**作業内容**
1 - 高血圧についての本文のうち、「本態性高血圧を招く要素」を含む語句で始まり「キラー」とも呼ばれています。」で終わる部分を、「自覚症状」を「目立った症状」に入れ替えて書き直してください。
2 - 高血圧についての本文をもとに、次の問いに答えてください。
(a) 血圧の「上(収縮期血圧)」は、どんな時の圧力を指しますか。
(b) 高血圧のほとんどは、どの種類に分類されますか。
(c) 高血圧は、何とも呼ばれていますか。
3 - 次の文が高血圧についての本文の内容と合っているか、はい・いいえで答え、決め手となる本文の言葉をそのまま引用してください。
(a) 日本では国民の2人に1人が高血圧と言われている。
(b) 二次性高血圧は、睡眠時無呼吸症候群などによって起こる。
(c) 高血圧には、はっきりとした自覚症状がある。

**本文**
-------------------------

高血圧

疾患概要

そもそも血圧とは、血流が血管の壁を押す力のことです。血圧値には「上(収縮期血圧)」と「下(拡張期血圧)」がありますが、上は心臓が血液を送り出す時、下は心臓が送り出した血液を溜める時の圧力を指します。原因は後述のとおり様々ありますが、代表的なものとして塩分のとりすぎが挙げられます。日本人は世界の中でも食塩摂取量が多いとされ、国民の3人に1人が高血圧と言われるほど患者数が多い疾患となっています。

原因

高血圧は主に、様々な要因が絡んではっきりとした原因が特定できない「本態性高血圧」と、睡眠時無呼吸症候群やホルモン異常などによって起こる「二次性高血圧」に分類されますが、ほとんどが本態性高血圧です。

本態性高血圧を招く要素

  • 塩分摂取過多
  • 家族歴(遺伝)
  • 喫煙歴
  • 肥満
  • 運動不足
  • ストレス など

症状

高血圧による直接的な自覚症状はほぼありません。しかし、高血圧によって血管に強い力がかかり続けると、血管の壁は硬くなり、動脈硬化を引き起こします。その合併症として、生命の危機にも繋がるさまざまな病気を誘発することから、高血圧は「サイレントキラー」とも呼ばれています。

-------------------------

**抽出データ**
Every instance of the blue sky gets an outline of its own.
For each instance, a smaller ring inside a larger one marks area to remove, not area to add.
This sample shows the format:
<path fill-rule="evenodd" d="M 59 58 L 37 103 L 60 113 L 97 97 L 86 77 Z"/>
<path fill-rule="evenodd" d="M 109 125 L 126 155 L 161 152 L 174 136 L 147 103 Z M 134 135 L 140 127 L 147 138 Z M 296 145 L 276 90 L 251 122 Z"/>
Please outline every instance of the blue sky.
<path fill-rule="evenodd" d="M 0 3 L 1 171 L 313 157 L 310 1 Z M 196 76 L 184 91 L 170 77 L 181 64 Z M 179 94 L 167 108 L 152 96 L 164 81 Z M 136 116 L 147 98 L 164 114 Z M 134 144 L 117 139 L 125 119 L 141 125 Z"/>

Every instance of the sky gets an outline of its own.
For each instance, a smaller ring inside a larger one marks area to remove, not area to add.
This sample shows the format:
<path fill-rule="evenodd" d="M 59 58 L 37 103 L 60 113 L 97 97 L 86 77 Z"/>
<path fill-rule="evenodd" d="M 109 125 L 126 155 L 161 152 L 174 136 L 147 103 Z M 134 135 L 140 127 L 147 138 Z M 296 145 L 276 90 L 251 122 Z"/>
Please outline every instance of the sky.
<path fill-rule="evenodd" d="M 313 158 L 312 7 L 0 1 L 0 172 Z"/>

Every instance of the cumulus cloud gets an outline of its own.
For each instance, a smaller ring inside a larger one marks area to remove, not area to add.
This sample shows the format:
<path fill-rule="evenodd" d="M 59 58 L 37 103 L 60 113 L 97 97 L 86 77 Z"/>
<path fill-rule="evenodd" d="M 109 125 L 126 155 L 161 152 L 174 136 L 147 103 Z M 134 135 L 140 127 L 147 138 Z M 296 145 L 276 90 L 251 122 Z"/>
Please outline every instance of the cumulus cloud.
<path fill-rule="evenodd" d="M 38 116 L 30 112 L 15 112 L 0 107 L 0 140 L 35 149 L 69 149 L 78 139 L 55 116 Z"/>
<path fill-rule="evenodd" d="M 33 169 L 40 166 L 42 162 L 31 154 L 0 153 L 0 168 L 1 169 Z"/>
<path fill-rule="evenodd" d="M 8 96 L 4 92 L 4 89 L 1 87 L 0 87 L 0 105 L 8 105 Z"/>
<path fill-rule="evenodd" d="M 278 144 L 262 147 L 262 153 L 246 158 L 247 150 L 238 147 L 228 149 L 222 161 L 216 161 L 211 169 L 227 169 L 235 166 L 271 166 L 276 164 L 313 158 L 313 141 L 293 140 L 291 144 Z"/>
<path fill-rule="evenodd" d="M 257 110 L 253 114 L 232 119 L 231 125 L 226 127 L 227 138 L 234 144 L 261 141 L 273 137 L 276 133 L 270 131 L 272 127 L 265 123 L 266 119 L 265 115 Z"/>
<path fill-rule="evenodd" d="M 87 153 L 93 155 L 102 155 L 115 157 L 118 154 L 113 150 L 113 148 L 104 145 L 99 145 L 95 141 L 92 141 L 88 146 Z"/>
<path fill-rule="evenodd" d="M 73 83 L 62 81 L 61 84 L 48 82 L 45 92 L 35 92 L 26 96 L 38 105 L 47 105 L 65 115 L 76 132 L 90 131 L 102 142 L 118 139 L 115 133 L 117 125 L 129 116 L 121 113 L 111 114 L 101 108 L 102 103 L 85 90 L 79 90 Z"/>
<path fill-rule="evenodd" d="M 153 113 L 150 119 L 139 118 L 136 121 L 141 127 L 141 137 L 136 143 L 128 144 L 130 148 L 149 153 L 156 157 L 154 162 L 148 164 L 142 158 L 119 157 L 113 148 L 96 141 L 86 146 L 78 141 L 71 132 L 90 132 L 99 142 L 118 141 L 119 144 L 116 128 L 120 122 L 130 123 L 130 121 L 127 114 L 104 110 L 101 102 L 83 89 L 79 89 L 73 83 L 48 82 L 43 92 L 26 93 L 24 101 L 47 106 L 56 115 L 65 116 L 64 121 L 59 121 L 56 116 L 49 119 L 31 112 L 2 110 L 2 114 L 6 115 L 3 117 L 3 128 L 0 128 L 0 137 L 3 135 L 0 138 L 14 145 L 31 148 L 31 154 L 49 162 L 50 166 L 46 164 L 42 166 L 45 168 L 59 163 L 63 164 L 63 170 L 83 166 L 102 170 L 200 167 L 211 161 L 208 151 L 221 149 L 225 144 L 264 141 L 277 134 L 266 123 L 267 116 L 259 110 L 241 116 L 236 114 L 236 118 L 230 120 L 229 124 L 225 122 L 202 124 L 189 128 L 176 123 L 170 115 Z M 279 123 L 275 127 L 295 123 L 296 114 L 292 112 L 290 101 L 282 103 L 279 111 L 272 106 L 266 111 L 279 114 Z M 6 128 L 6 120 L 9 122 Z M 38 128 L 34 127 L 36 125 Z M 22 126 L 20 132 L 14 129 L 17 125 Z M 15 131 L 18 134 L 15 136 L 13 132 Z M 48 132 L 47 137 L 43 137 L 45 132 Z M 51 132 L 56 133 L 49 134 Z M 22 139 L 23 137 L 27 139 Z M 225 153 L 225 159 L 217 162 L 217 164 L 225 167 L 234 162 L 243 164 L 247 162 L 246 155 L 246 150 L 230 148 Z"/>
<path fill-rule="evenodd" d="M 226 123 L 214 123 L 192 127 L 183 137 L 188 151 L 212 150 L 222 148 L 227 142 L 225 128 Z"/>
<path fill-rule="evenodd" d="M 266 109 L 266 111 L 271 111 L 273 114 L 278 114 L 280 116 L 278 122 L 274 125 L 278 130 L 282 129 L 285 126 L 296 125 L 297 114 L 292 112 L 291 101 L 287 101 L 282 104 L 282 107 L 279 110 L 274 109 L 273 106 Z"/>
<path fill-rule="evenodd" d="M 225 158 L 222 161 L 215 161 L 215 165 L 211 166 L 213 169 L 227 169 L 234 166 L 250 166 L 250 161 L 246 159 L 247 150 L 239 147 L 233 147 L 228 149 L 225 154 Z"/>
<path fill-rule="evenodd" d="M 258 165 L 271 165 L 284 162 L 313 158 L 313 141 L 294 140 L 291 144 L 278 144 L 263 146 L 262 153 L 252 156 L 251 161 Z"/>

-------------------------

**各課題の回答**
1 -
本態性高血圧を招く要素

  • 塩分摂取過多
  • 家族歴(遺伝)
  • 喫煙歴
  • 肥満
  • 運動不足
  • ストレス など

症状

高血圧による直接的な目立った症状はほぼありません。しかし、高血圧によって血管に強い力がかかり続けると、血管の壁は硬くなり、動脈硬化を引き起こします。その合併症として、生命の危機にも繋がるさまざまな病気を誘発することから、高血圧は「サイレントキラー」とも呼ばれています。

2 -
(a) 心臓が血液を送り出す時の圧力
(b) 本態性高血圧
(c) サイレントキラー

3 -
(a) いいえ。「国民の3人に1人が高血圧と言われるほど患者数が多い疾患となっています」
(b) はい。「睡眠時無呼吸症候群やホルモン異常などによって起こる「二次性高血圧」」
(c) いいえ。「高血圧による直接的な自覚症状はほぼありません」